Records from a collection
/---

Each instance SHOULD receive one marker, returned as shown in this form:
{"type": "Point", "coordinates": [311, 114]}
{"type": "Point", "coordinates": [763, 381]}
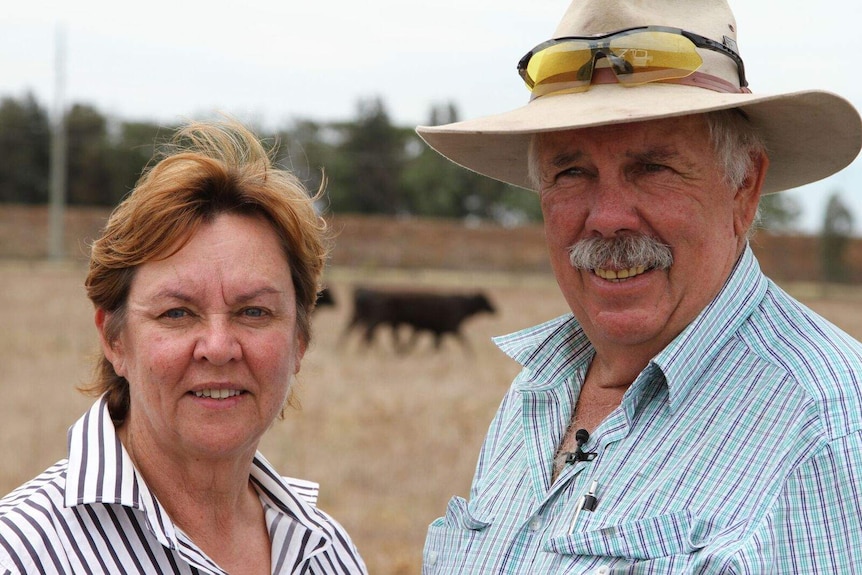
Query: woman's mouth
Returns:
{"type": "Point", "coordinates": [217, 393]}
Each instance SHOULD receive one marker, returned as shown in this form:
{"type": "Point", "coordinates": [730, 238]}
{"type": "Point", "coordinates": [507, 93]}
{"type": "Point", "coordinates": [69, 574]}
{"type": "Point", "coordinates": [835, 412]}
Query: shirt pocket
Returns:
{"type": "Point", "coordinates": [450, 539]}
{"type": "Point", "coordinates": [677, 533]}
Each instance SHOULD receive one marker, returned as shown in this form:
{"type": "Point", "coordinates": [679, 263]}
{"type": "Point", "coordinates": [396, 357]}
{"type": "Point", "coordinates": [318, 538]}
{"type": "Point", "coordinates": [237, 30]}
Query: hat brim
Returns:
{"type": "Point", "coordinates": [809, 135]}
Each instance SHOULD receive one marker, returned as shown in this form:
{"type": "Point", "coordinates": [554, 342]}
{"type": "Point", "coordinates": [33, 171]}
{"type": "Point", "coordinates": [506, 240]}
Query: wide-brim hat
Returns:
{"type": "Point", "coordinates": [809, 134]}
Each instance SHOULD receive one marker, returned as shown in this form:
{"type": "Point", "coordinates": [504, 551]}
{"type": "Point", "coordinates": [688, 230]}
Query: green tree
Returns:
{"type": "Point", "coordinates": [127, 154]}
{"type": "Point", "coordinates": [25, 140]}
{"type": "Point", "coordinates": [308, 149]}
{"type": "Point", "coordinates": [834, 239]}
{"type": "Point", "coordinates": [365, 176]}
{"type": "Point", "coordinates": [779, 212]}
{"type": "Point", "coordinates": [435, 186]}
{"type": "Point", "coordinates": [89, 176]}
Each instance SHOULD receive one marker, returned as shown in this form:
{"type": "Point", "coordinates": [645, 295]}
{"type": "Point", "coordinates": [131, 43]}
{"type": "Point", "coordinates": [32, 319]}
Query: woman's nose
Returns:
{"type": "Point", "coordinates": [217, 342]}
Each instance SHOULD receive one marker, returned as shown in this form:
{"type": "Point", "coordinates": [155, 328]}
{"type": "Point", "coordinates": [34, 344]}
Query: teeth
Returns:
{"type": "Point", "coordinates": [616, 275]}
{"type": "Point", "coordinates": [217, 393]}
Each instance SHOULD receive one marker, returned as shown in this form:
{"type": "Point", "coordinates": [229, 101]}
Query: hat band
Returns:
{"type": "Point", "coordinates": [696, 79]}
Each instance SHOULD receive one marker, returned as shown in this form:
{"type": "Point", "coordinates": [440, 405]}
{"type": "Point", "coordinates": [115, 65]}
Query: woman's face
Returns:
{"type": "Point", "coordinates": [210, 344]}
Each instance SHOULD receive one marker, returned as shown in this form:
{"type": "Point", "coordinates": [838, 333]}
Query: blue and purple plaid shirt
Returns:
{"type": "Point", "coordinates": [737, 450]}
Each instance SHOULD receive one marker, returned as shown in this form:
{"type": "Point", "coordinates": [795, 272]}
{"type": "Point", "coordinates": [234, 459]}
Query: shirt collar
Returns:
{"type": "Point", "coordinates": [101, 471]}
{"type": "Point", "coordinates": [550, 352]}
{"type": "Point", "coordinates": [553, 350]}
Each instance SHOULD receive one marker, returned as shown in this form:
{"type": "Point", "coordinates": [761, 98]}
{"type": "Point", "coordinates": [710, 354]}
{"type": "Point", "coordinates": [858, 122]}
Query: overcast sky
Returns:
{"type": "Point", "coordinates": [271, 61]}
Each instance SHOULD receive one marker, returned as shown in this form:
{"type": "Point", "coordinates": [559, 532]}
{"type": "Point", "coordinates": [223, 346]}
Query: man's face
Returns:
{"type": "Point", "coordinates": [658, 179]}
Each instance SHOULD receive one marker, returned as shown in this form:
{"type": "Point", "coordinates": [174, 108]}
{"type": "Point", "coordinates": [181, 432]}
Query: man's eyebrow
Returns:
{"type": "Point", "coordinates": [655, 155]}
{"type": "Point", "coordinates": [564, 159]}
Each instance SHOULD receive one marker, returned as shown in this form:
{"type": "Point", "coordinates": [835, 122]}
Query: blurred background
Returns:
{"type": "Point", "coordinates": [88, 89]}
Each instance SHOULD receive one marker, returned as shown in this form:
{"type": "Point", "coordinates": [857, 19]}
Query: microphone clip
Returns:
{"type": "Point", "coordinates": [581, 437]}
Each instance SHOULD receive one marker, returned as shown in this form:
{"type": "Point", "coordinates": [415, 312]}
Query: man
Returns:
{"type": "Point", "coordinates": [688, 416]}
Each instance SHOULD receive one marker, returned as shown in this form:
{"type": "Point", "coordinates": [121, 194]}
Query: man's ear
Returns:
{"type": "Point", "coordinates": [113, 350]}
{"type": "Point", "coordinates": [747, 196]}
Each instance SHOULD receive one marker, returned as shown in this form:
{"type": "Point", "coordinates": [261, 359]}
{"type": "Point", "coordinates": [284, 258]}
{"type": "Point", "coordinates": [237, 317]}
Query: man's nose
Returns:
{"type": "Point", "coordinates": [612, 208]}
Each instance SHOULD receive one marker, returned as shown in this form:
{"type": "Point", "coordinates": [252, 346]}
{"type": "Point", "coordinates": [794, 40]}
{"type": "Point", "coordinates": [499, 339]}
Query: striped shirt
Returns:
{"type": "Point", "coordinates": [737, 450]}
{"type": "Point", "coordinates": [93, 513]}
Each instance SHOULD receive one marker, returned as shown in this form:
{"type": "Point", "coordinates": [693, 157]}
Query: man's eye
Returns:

\---
/---

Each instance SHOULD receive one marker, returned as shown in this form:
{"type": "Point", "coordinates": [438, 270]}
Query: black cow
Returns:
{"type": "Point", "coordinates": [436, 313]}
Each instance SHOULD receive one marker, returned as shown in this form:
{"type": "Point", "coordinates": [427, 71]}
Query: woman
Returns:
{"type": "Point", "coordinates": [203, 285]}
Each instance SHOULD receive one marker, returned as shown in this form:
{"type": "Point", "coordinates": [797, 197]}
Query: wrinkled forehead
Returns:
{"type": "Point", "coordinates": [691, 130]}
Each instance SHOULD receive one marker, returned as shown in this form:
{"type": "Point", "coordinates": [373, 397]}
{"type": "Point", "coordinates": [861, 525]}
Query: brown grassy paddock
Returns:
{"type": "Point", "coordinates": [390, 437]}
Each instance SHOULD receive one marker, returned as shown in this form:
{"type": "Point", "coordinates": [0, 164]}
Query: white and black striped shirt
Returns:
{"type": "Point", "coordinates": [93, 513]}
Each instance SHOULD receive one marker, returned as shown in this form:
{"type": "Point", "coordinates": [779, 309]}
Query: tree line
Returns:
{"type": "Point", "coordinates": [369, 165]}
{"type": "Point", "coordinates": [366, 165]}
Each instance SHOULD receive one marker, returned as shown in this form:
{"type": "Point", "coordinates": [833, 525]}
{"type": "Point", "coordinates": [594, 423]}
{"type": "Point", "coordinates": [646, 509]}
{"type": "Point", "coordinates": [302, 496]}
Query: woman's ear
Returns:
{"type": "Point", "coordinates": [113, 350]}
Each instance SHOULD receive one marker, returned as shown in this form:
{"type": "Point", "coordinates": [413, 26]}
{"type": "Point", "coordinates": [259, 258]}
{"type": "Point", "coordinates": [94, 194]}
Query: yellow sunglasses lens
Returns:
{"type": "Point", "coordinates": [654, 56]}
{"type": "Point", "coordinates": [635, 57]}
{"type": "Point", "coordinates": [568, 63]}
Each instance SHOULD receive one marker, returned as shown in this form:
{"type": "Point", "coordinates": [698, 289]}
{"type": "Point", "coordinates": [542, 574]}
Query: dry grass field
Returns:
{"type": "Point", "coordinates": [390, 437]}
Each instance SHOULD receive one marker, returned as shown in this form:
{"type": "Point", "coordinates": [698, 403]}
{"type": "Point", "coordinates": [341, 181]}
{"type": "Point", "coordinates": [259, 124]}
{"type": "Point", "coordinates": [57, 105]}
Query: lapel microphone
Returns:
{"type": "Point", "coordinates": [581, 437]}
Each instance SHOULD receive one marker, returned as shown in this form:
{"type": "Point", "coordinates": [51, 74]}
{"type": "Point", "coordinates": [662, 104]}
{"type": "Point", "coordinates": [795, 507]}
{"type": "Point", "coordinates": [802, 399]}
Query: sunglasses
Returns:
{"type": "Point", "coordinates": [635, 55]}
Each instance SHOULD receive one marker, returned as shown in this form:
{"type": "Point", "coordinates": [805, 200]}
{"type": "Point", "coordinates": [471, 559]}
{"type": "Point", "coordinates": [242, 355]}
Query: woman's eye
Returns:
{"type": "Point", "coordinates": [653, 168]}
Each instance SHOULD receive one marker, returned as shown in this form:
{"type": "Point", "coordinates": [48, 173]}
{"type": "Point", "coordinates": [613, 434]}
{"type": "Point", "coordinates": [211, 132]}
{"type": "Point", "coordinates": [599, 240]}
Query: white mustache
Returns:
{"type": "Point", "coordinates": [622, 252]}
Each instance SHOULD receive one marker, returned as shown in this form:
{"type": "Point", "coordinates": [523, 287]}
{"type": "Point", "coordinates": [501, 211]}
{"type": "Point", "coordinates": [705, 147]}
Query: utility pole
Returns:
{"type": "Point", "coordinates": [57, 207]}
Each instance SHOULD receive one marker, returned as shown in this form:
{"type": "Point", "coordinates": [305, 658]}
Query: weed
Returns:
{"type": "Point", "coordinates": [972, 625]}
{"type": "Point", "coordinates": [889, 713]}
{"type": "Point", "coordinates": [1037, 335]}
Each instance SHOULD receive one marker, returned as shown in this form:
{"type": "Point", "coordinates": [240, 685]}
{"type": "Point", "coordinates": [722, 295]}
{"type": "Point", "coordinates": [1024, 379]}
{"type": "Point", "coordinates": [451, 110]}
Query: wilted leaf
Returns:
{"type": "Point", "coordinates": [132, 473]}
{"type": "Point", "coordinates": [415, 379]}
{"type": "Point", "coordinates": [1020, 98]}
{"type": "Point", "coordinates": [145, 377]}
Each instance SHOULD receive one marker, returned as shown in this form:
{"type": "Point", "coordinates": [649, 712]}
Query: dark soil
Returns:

\---

Pull out every line of the data above that contains the string "black", keeping in mind that case counts.

◆ Task solution
Query: black cow
Query: white and black striped shirt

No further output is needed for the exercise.